**Extrait du document**
####
Déjà, Bridget Jones n’a jamais de problème d’argent, malgré le fait qu’elle saute de jobs en jobs, démissionne sur des coups de tête. Ce qui pose un problème de crédibilité. Non seulement elle dépense son temps à chercher l’amour, et elle ne tombe que sur des millionnaires. Le personnage ne tombe jamais amoureuse d’un pauvre, ou ne serait-ce d’un mec qui gagne la même chose qu’elle, en tant qu’assistante de production.

Si elle accepte les épreuves et les humiliations, c’est aussi parce que c’est le prix à payer pour tomber sur un prince charmant, plein aux as. Quand elle rencontre Patrick Dempsey dans Bridget Jones Baby [troisième volet sorti en 2016], millionnaire de la tech, on tient une pure variation de film de noël sur la petite provinciale qui quitte son village natal pour trouver un bel inconnu. Si ça, ce n’est pas l’image d’un capitalisme triomphant… 

Peut-on voir dans la féminité maladroite de Bridget Jones – elle a souvent les cheveux en bataille, l’apparence négligée, ne correspond pas à l’image de la femme fatale – une forme de résistance aux conventions ?
####
**Données enregistrées**
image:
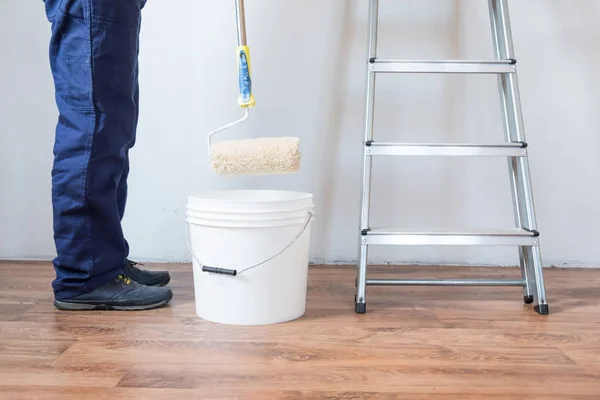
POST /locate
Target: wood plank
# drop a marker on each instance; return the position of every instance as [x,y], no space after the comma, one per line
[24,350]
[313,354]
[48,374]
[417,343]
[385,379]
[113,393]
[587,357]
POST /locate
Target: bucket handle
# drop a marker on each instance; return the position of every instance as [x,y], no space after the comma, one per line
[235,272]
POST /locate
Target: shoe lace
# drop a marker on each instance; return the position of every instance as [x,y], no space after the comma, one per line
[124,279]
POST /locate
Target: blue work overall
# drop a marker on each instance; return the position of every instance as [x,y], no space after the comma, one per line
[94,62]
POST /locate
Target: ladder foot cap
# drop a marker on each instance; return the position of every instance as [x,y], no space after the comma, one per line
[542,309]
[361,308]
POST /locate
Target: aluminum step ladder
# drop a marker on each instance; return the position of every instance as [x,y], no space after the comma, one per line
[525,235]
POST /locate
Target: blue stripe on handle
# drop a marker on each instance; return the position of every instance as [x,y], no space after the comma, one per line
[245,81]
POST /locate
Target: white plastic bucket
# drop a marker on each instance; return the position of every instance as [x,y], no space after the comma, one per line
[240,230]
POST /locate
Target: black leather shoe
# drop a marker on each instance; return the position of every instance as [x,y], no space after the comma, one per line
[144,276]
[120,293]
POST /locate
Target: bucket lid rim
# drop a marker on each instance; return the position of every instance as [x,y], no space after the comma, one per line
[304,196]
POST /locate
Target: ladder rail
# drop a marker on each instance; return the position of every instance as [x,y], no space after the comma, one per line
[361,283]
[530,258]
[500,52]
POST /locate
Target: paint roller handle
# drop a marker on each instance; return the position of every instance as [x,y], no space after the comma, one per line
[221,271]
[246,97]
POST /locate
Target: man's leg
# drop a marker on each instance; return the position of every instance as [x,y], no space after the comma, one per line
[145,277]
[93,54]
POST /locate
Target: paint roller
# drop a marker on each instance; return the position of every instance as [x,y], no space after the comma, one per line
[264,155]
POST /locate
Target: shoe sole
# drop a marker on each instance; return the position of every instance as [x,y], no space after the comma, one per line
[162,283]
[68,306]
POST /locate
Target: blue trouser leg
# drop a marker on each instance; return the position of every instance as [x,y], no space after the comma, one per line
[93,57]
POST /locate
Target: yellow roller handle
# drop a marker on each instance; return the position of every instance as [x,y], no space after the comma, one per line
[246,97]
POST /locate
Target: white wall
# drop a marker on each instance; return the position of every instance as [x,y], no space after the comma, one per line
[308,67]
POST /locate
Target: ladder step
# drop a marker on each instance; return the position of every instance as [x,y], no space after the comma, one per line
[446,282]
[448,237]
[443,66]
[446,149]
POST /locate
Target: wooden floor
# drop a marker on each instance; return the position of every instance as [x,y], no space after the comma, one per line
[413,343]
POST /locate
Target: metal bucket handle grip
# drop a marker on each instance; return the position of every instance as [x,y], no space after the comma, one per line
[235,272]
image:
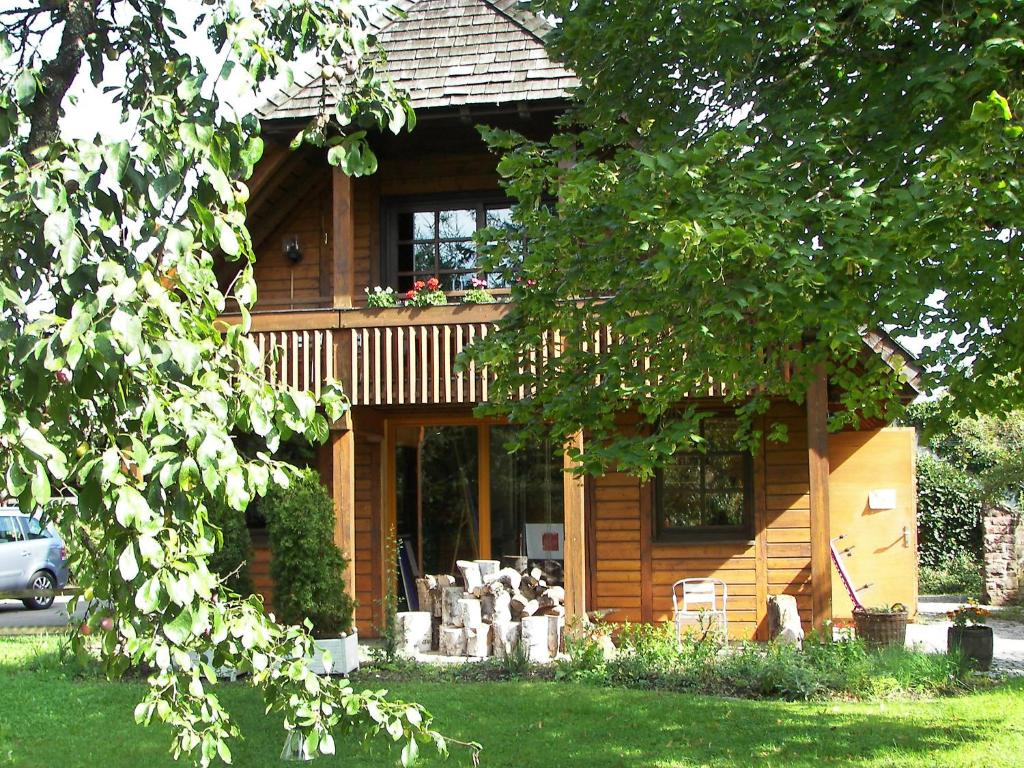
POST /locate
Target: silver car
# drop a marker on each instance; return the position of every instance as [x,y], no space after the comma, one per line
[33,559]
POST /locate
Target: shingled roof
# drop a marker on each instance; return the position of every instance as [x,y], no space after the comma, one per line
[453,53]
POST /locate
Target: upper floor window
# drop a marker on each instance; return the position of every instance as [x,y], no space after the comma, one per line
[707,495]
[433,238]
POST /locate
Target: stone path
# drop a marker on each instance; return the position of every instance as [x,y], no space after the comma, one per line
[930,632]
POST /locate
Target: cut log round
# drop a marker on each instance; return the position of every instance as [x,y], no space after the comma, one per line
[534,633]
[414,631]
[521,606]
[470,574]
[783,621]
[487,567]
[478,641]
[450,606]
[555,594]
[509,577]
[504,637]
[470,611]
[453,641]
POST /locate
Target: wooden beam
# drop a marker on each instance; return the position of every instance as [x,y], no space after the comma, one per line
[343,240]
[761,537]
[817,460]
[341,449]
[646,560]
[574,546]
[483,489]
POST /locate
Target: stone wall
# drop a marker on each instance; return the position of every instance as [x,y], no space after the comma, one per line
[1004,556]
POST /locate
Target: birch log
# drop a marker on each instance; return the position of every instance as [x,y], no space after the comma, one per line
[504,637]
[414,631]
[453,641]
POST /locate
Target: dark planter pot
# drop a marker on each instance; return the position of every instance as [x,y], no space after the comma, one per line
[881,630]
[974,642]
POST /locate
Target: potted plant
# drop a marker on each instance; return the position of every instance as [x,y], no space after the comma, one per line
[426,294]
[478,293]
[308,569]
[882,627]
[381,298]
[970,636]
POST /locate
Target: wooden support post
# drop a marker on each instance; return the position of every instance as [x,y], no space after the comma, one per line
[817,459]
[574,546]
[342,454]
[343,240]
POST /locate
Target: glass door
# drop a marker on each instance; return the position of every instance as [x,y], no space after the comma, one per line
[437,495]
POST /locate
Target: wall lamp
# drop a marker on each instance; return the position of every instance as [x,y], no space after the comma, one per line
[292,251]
####
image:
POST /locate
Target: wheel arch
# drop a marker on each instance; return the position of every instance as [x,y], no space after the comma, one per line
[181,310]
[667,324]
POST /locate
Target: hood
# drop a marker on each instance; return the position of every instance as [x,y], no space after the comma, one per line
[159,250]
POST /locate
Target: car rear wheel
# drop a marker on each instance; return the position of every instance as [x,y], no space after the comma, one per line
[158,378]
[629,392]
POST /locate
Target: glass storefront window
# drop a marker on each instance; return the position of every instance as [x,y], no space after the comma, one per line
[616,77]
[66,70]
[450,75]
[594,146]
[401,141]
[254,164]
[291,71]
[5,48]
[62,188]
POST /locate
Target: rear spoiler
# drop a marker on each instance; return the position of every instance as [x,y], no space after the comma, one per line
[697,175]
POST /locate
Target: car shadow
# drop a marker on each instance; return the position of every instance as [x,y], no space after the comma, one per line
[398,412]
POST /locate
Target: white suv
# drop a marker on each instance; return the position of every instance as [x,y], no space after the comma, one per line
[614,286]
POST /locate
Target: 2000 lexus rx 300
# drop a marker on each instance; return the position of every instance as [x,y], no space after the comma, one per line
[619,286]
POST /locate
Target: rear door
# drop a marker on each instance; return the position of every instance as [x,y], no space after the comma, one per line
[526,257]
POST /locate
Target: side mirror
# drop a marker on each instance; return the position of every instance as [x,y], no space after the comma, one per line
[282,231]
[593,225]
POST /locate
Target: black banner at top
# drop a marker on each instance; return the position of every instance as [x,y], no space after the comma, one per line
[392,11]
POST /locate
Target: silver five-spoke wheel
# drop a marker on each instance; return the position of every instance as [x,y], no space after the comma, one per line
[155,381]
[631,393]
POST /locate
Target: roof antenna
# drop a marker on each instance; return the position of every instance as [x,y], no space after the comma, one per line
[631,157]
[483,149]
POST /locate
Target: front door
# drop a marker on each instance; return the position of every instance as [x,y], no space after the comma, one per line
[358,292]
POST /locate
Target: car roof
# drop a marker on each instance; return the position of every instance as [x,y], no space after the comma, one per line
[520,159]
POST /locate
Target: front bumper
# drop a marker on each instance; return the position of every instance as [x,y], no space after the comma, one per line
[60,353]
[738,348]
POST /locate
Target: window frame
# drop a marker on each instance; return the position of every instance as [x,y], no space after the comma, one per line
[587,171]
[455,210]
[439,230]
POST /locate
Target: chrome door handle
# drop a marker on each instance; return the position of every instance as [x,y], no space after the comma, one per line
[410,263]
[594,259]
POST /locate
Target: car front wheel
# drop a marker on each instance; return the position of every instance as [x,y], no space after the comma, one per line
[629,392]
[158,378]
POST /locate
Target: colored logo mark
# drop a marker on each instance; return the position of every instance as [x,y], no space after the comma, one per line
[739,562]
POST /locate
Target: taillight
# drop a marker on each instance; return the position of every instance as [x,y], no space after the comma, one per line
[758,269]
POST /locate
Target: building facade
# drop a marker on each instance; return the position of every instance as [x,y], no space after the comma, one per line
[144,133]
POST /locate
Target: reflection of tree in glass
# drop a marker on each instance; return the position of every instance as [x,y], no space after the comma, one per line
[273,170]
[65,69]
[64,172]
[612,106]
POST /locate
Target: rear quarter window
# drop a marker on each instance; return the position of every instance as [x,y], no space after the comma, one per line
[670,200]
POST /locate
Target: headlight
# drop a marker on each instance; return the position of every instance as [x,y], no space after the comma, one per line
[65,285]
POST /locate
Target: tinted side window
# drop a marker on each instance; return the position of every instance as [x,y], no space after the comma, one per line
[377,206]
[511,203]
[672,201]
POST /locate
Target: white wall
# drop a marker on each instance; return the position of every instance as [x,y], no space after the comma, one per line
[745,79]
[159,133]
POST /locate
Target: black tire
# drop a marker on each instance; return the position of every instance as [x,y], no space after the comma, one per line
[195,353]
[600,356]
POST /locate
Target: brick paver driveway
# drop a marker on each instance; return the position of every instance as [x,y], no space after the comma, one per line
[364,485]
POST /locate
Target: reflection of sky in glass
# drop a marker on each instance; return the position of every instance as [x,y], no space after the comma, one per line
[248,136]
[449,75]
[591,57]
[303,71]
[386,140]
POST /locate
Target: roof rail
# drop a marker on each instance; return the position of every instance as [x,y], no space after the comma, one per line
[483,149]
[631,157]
####
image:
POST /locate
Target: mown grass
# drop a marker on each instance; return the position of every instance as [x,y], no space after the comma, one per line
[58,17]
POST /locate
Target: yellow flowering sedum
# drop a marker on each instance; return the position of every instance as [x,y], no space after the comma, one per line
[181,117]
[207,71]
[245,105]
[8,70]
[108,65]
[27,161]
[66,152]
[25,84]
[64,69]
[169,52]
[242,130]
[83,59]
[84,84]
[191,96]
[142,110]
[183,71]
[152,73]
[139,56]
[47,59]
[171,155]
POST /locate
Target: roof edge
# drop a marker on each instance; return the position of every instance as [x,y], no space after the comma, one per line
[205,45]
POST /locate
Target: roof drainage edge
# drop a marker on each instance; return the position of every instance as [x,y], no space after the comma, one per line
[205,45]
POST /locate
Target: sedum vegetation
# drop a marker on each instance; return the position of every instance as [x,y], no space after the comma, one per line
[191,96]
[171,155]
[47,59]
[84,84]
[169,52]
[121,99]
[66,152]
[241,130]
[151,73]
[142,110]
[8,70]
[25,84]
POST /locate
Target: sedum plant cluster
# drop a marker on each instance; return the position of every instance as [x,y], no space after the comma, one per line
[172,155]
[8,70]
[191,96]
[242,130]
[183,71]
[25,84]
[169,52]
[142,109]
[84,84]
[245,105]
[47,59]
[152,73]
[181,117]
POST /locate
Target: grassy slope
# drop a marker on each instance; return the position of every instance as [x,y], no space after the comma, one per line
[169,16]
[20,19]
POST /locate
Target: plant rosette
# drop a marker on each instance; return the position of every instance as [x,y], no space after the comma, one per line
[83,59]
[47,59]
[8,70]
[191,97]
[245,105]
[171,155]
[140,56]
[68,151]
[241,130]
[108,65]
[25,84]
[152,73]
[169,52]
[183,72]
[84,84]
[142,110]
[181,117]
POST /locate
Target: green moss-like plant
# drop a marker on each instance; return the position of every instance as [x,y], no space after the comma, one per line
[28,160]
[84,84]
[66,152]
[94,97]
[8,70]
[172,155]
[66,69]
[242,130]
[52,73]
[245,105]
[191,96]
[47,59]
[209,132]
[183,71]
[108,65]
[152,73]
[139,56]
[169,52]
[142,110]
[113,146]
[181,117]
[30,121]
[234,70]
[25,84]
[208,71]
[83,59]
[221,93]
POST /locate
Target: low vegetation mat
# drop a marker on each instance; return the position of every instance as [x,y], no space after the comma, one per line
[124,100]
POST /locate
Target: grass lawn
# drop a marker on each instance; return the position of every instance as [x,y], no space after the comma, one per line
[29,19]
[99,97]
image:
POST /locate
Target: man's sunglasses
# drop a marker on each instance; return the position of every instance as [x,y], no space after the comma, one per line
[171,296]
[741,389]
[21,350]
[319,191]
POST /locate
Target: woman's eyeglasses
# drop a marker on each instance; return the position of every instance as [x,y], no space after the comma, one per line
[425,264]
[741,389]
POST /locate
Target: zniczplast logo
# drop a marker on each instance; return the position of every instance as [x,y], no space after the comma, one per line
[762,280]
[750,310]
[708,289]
####
**Consignes écrites**
1. Relevez chaque ligne des entrées où figure le mot « door ».
2. Prolongez l'extrait sur Bridget Jones à la suite de sa dernière phrase.

**Réponses dans l'ordre**
1.
Target: glass door
Target: rear door
Target: front door
Target: chrome door handle

2.
Ce « laisser-aller » est un grand reproche adressé aux vieilles filles. Il sous-tend un autre reproche : celui de ne pas jouer le jeu de la séduction.  Bridget Jones ne joue pas vraiment ce jeu, au sens classique du terme : elle séduit malgré elle.

Pour autant, cette figure de la ravissante idiote n’a rien de révolutionnaire. Frances Ha [le personnage joué par Greta Gerwig dans le film éponyme de Noah Baumbach, ndlr] m’avait fait le même effet : une héroïne dotée d’une corporéité un peu étrange, naïve. Si elles n’étaient pas des figures séduisantes, ça ne me dérangerait pas – ce serait du burlesque pour le burlesque. Mais ici, ce sont des versions modernes de la ravissante idiote, un peu comme une Marilyn Monroe qui ne comprendrait rien au monde, mais divertirait les hommes de la bonne société.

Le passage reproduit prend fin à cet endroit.